:: Provided material ::

[start]

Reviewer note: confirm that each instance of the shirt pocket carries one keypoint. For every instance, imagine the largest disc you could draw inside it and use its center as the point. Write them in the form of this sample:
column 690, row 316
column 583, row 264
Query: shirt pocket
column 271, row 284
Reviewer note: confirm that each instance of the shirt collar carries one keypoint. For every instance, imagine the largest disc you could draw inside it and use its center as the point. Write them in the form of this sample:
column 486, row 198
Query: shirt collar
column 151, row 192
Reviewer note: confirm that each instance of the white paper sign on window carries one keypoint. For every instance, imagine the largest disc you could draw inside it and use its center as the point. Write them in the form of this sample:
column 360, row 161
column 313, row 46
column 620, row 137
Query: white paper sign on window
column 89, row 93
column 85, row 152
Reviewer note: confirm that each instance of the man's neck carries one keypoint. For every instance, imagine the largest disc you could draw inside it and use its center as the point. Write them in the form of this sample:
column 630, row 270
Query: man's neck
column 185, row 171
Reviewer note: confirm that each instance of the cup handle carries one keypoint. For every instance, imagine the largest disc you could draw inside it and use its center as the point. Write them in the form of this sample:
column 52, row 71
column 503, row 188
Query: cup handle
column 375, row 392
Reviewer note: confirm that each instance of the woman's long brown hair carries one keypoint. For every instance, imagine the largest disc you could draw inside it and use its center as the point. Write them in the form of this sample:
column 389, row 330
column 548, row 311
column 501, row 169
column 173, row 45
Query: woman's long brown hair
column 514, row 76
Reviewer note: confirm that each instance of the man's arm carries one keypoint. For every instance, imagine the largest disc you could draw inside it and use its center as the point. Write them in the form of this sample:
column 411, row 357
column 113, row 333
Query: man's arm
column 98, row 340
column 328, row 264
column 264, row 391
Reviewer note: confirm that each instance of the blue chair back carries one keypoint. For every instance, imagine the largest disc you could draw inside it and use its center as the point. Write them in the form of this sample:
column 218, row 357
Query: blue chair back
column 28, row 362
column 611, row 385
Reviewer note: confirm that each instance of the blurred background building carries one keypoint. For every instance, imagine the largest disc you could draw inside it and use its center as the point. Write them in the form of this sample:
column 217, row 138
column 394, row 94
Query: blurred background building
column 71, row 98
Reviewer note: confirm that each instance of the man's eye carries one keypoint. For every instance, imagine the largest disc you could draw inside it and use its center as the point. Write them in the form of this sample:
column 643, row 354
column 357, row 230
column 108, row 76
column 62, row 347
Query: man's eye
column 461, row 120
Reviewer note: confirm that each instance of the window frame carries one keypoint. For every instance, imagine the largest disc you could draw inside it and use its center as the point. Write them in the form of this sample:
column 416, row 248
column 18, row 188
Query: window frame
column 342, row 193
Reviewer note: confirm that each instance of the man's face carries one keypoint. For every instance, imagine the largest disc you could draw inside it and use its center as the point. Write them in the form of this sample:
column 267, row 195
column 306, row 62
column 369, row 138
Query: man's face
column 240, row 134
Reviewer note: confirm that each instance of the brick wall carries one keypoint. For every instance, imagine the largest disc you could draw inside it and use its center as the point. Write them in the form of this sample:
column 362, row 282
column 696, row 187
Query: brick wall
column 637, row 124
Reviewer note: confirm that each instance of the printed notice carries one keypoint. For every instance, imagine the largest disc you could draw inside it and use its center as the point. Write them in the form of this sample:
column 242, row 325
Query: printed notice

[end]

:: Task brief ::
Repeat the records above verbatim, starting at the line that contains "Reviewer note: confirm that each instance of the woman's" and ending at the line that contains "column 264, row 391", including both of those lines.

:: Correct output ::
Reviewer note: confirm that each instance of the woman's long brown hair carries one keypoint. For every instance, imagine the largest disc you could draw inside it and use its center as the point. Write them in the form of this sample:
column 389, row 330
column 548, row 311
column 501, row 169
column 173, row 45
Query: woman's long brown hair
column 514, row 76
Reviewer note: confirm that each instance of the man's arm carries one keypoint. For every instance, imagine the largest disc you could draw inside it and use its center as the point. Write them in the form of this sample:
column 411, row 357
column 113, row 333
Query: man's arm
column 98, row 340
column 328, row 264
column 264, row 391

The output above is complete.